┌──
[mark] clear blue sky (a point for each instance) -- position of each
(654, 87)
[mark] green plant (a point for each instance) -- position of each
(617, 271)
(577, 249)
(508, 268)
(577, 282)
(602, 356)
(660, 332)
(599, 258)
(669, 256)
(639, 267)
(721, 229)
└──
┌──
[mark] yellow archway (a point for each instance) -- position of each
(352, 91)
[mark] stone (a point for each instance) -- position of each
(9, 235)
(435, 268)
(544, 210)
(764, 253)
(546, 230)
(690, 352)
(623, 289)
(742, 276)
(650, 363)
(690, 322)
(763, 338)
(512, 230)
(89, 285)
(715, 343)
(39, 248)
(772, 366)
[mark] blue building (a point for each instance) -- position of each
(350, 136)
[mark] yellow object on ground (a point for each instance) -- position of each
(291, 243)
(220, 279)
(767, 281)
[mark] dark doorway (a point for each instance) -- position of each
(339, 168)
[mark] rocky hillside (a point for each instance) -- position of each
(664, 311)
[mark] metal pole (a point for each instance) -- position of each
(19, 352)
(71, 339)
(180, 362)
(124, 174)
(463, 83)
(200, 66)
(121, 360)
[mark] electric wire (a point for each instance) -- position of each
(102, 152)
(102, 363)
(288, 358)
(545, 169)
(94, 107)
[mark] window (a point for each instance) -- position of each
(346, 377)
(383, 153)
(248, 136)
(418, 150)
└──
__What is required__
Pick out every line in the items above that contains the word "blue", and copy each one.

__Answer to this exercise__
[mark] clear blue sky (a point for each instance) -- position of each
[mark] blue building (a point for each instance) -- position of each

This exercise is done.